* [課題の指示]
関空での航空機事故対応訓練を扱った本文に基づき、消火活動で模擬事故機となった船の名前を答えてください。

* [本文]
○ ○ ○ ○ ○ ○ ○
訓練は淡路島上空を飛行中の航空機にエンジントラブルが発生し、関空に緊急着陸を試みるが、関空北東部の海面に落水。衝撃で後部貨物室から出火したという想定で始まり、消防艇による模擬事故機の消火、海面に投げ出された乗客の救助と搬送、泉佐野港に設けられた泉佐野救護所では救助された乗客のトリアージや医療活動、医療機関への搬送までの一連の流れで行なわれた。
訓練は13時30分に空港北東部海域に航空機が落水、衝撃により救命胴衣を着用した乗員乗客9名が海面に投げ出されたという想定で開始された。
まず関西空港海上保安航空基地所属のヘリコプター「みみずく」が現場海域に緊急出動。事故現場の海域の特定と同時に海上保安本部にヘリコプターから撮影したヘリテレ映像を伝送。事故状況や負傷者などの情報収集に当たった。
それにより9名の搭乗者が海面に漂流していることを確認し、海上保安庁の巡視船「みのお」、大阪水上警察署の警備艇「かわち」、大阪府水難救済会の「第八千代丸」、大阪府漁業協同組合連合会の「いずみ」の4隻が無線やスピーカーで連携し、救助海域を分担して漂流者の救助を行なった。
漂流者のうち1名は船艇での救助が難しい沿岸部を漂流しているという想定で、ヘリコプターによる吊り上げ救助を実施した。第5管区海上保安部所属の中型輸送ヘリコプター「みみずく」が現場海域上空から漂流者を捜索。漂流者を発見すると上空でホバリングし、ヘリコプターに装備されている吊り下げ装置を用いて隊員が降下し漂流者の救助を行なった。
漂流者の収容後、次は事故機の火災が勢いを増したという想定で、消防艇による消火活動が行なわれた。模擬事故機となった海上保安庁の巡視船「とさ」の船尾からの発煙に対して、海上保安庁の巡視艇「ふどう」、大阪市消防局の消防艇「まいしま」、堺市消防局の消防艇「ぼうかい」の3隻が放水を行ない消火活動を実施した。
泉佐野港では脱出用シューター(救命筏)の救助活動についての訓練が実施された。
大阪市消防局のヘリコプター「おおさか」が現場海域上空から状況を確認し、ヘリテレにより現地対策本部へ映像を転送、海上で待機していた、海上保安庁の巡視艇「そらかぜ」、大阪水上警察署の警備艇「こんごう」、大阪市消防局の消防艇「まいしま」、大阪府漁業協同組合連合会の「第五辰丸」の4隻が分担して、救命筏に乗った漂流者を救助し、その手順を確認した。
○ ○ ○ ○ ○ ○ ○
* [保存データ]
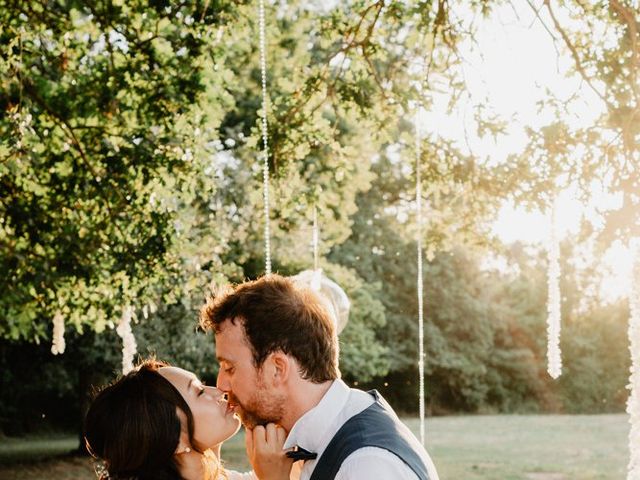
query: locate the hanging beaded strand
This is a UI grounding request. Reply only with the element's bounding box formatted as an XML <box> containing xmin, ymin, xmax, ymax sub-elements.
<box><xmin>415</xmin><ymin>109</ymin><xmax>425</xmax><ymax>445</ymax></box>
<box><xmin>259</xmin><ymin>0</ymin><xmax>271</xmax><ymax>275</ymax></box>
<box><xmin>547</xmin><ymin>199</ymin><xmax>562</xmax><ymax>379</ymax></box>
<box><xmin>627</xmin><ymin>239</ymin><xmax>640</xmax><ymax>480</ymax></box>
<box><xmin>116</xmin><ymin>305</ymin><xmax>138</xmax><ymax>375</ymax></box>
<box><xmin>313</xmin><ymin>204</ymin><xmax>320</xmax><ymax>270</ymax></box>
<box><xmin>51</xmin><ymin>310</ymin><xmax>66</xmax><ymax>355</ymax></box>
○ ○ ○ ○ ○ ○ ○
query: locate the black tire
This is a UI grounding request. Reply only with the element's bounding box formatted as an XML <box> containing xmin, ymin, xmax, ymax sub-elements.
○ ○ ○ ○ ○ ○ ○
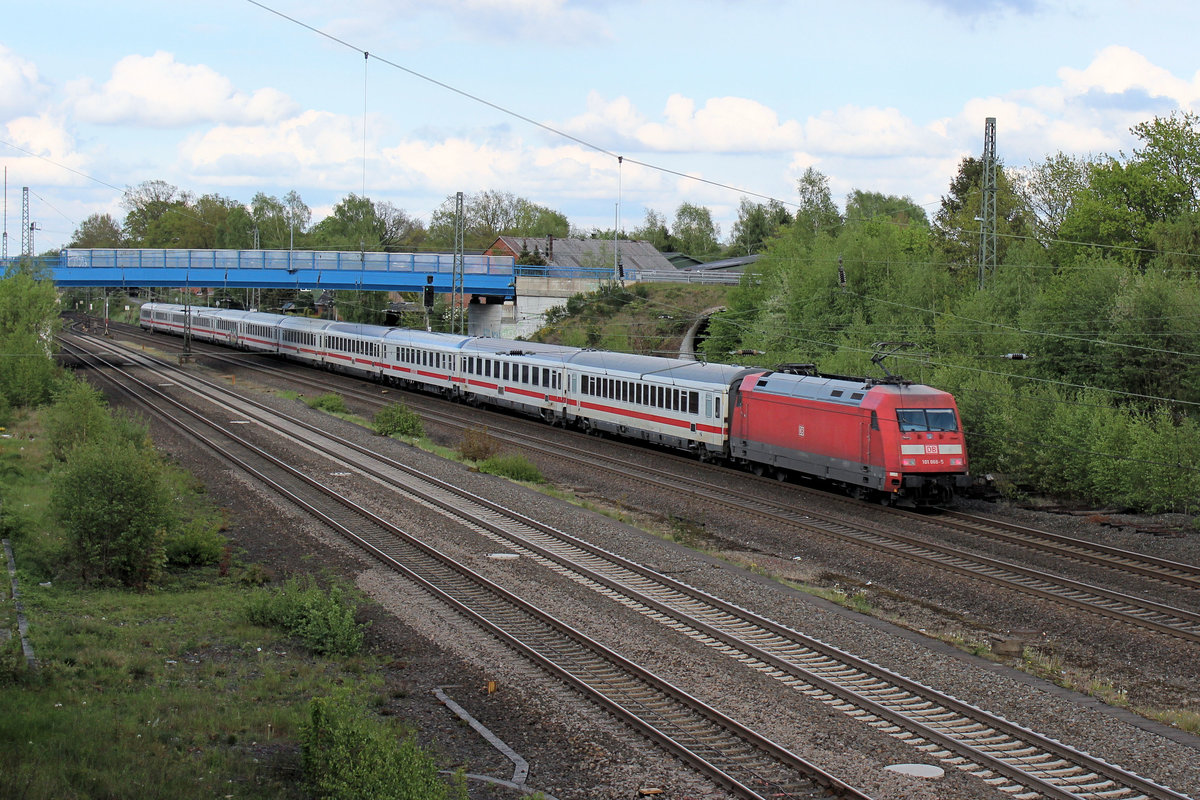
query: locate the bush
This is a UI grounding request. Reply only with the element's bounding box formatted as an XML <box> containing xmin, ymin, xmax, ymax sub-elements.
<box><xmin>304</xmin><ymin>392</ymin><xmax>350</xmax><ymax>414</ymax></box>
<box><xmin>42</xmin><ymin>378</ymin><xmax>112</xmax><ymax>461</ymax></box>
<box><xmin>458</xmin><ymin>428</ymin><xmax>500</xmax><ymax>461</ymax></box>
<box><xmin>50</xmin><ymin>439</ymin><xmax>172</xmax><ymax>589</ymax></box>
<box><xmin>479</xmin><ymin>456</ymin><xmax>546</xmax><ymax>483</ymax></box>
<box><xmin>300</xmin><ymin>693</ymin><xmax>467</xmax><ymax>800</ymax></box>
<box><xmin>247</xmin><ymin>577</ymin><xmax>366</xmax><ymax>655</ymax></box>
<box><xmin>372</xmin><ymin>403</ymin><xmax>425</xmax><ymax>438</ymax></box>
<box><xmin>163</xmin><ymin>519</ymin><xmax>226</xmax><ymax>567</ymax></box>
○ ○ ○ ○ ○ ○ ○
* [解答]
海上保安庁の巡視船「とさ」。